### WHAT IS ASKED
Edit the listing below so that every "partially occluded" reads "partly hidden" instead. Copy everything else in the listing without any change.

### DATA SECTION

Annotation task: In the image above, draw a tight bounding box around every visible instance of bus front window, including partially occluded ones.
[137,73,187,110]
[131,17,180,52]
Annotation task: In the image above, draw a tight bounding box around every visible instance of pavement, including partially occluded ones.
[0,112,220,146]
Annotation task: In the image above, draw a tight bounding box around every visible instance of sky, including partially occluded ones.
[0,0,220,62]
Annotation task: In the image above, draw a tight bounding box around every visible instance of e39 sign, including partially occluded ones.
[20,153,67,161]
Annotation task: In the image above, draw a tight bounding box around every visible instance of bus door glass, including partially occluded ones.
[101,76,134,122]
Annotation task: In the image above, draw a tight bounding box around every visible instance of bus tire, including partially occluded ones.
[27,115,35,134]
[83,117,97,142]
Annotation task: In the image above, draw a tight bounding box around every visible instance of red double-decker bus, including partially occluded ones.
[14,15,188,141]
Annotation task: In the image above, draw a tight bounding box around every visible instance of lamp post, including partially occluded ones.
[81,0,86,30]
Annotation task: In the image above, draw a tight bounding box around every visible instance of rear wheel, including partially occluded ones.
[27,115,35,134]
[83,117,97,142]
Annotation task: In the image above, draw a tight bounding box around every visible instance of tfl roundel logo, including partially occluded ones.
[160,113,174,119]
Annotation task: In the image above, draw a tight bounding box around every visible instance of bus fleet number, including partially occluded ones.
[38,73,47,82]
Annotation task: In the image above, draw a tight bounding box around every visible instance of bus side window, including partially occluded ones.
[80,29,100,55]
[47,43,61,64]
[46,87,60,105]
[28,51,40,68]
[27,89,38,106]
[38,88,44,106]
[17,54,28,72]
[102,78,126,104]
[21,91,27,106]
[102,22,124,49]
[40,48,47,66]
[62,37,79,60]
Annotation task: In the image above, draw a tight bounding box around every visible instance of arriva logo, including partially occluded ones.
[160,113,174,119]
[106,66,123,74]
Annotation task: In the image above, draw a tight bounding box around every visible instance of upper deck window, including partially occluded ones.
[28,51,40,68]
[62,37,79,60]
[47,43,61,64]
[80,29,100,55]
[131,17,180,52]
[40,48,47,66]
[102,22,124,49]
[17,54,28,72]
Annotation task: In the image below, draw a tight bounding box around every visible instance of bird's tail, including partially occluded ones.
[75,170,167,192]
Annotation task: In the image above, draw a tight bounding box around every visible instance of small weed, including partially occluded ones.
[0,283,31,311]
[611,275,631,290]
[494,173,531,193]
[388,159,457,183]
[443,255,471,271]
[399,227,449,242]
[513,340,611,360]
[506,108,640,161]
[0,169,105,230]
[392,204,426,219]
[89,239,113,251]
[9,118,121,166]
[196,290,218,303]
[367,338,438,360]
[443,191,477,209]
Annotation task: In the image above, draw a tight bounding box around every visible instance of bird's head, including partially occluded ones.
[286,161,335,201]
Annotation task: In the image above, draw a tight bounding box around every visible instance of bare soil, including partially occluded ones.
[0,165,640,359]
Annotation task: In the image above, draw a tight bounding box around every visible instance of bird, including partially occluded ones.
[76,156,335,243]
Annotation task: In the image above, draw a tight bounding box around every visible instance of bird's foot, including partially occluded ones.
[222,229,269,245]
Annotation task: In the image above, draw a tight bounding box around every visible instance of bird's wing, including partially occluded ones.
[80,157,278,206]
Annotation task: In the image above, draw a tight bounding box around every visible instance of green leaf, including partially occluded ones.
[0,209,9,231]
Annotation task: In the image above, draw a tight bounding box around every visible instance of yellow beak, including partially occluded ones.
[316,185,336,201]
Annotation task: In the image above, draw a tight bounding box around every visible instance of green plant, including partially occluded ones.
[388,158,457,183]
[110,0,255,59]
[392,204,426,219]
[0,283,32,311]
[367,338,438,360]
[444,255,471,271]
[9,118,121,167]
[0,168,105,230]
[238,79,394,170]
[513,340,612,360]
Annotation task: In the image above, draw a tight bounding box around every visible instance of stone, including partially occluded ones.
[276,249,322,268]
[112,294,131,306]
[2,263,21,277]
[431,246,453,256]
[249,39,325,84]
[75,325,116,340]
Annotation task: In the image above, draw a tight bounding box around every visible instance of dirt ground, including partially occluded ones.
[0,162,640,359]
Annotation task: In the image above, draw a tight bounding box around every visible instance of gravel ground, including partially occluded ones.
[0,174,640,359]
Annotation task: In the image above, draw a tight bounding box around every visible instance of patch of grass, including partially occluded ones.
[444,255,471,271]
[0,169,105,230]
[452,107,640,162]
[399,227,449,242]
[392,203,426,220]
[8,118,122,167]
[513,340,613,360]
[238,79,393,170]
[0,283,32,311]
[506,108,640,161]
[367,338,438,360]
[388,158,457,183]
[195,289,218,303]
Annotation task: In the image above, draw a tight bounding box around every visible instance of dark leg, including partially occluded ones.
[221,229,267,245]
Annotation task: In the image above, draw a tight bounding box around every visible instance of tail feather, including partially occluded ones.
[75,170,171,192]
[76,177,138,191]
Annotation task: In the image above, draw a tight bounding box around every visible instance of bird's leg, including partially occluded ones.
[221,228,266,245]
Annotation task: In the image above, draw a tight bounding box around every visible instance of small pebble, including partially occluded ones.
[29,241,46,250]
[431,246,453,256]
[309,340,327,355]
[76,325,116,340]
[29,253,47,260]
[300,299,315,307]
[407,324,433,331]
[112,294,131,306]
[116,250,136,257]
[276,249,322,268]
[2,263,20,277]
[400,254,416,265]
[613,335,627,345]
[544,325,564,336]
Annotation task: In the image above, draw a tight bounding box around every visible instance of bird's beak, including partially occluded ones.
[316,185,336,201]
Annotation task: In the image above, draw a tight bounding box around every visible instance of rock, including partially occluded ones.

### REPLY TO THE EXERCISE
Annotation task: In the image above, draw a tight bounding box around every visible instance of bus front window, including partly hidden ones.
[137,73,187,110]
[131,17,180,52]
Annotation task: In the image above, draw a tight bounding box around every visible instance of pavement, including partly hidden ones.
[0,112,220,146]
Annotation task: In the image above, draw a tight bounding box around every visible instance of sky, including partly hidden ones.
[0,0,220,62]
Annotation task: In the image above, draw a tight bounding box around every visible instance of e39 sign, including partly hidden ones.
[20,153,67,161]
Annotation task: In the image above, draw a tight bounding box around every visible instance of bus door glass, including partly hidden ones.
[101,76,134,122]
Annotation task: In the image above, draw a tight bounding box around every visible instance of bus tire, including partly hidden ones.
[27,115,35,134]
[83,117,97,142]
Annotation task: In the image above, draw a tight bounding box around every visible instance of red double-decker bus, including partly hidden ones.
[14,15,188,141]
Annotation task: In the image above, draw a tight bounding box around every visible instance of lamp post, including partly hidden ones.
[81,0,86,30]
Annotation task: In the image above, draw a tight bounding box around every visible instance of rear wheel, including partly hidden ones.
[27,115,35,134]
[83,117,97,142]
Annotation task: In the image above, draw a tight bounding box around every visible instance of tfl roundel logo, including partly hidden ones.
[160,113,174,119]
Annotation task: In the image above, draw a tight bounding box around every visible instance of bus fleet number, including partly hidden ones.
[38,73,47,82]
Annotation task: In the image above, draw a tight bounding box around every visible instance of bus side window, including partly hidden ones.
[80,29,100,55]
[47,43,61,64]
[46,87,60,105]
[28,51,40,68]
[27,89,38,106]
[38,88,44,106]
[17,54,28,72]
[102,78,126,104]
[21,91,27,106]
[102,22,124,49]
[40,48,47,66]
[62,37,79,60]
Annotation task: In the image above, draw a tight bounding box around every visible instance of arriva logo, including partly hidden ones.
[160,113,174,119]
[106,66,123,74]
Annotation task: In the image above, draw a tight bounding box around every visible instance of upper deck window, including partly hidden ones.
[28,51,40,68]
[62,37,79,60]
[47,43,61,64]
[80,29,100,55]
[131,17,180,52]
[40,48,47,66]
[102,22,124,49]
[17,54,28,72]
Annotation task: In the image below, draw a tight bounding box around every visible instance of bird's tail, including partly hidden ones.
[75,170,167,192]
Annotation task: In the image above, draw a tight bounding box around every visible instance of small weed, including partly hidden ones.
[0,283,31,311]
[611,275,631,290]
[494,173,531,193]
[388,159,457,183]
[443,255,471,271]
[399,227,449,242]
[513,340,611,360]
[506,108,640,161]
[0,169,105,230]
[392,204,426,219]
[89,239,113,251]
[9,118,121,166]
[196,290,218,303]
[367,338,438,360]
[443,191,477,209]
Annotation task: In the image above, draw a tight bounding box around every visible instance of bird's head, including partly hidden ones.
[286,161,335,201]
Annotation task: In the image above, draw a tight bounding box around every visible instance of bare soil, including partly hidden ones.
[0,165,640,359]
Annotation task: In the image above, draw a tight bounding box around every visible instance of bird, including partly hidden ones.
[76,156,335,243]
Annotation task: In the image above, draw a tight bounding box around every visible instance of bird's foot, including partly hidden ones.
[222,229,269,245]
Annotation task: In the image above, draw a tight bounding box around every visible instance of bird's wing, including partly hidden ones.
[80,157,278,206]
Annotation task: In the image above, draw a tight bounding box around every visible instance of green leaf, including partly hidden ones.
[0,209,9,231]
Annotation task: In the image above, draw a tight bounding box around every visible instance of yellow beak, including partly hidden ones.
[316,185,336,201]
Annotation task: In the image above, draw a tight bounding box around every visible instance of green plant, including partly hidden ones.
[388,158,457,183]
[110,0,255,59]
[392,204,426,219]
[0,283,32,311]
[367,338,438,360]
[444,255,471,271]
[9,118,121,167]
[0,168,105,230]
[238,79,394,170]
[513,340,612,360]
Annotation task: In the image above, draw a tight bounding box around every visible instance of stone, including partly hidden ones.
[276,249,322,268]
[112,294,131,306]
[2,263,21,277]
[431,246,453,256]
[249,39,325,84]
[75,325,116,340]
Annotation task: In the image above, draw a tight bounding box around every visible instance of dirt ground, including partly hidden ones.
[0,162,640,359]
Annotation task: In the image above, draw a tight bounding box around every visible instance of gravel ground, including partly hidden ones.
[0,174,640,359]
Annotation task: In the image above, draw a tight bounding box around every visible instance of patch of grass, including partly hidden ones.
[444,255,471,271]
[0,169,105,230]
[452,107,640,162]
[399,227,449,242]
[392,203,426,220]
[8,118,122,167]
[513,340,613,360]
[238,79,393,170]
[0,283,32,311]
[506,108,640,161]
[367,338,438,360]
[388,158,457,183]
[195,289,218,303]
Annotation task: In the image above, draw a tight bounding box around every visible instance of dark leg, including partly hidden ones.
[221,229,267,245]
Annotation task: In the image above, draw a tight bounding box around every visible instance of tail feather, including partly hidden ones.
[75,170,171,192]
[76,177,138,191]
Annotation task: In the image above, draw a tight bounding box around every visible instance of bird's leg, including partly hidden ones.
[221,228,266,245]
Annotation task: In the image above, draw a tight bounding box around every visible instance of small pebble, including partly hidden ones.
[29,241,46,250]
[431,246,453,256]
[309,340,327,355]
[76,325,116,340]
[29,253,47,260]
[300,299,315,307]
[407,324,433,331]
[112,294,131,306]
[116,250,136,257]
[276,249,322,268]
[2,263,20,277]
[400,254,416,265]
[613,335,627,345]
[544,325,564,336]
Annotation task: In the image above, draw a tight bounding box around every visible instance of bird's beak, including partly hidden ones.
[316,185,336,201]
Annotation task: In the image above, draw a tight bounding box around every visible instance of rock, including partly hidden ones.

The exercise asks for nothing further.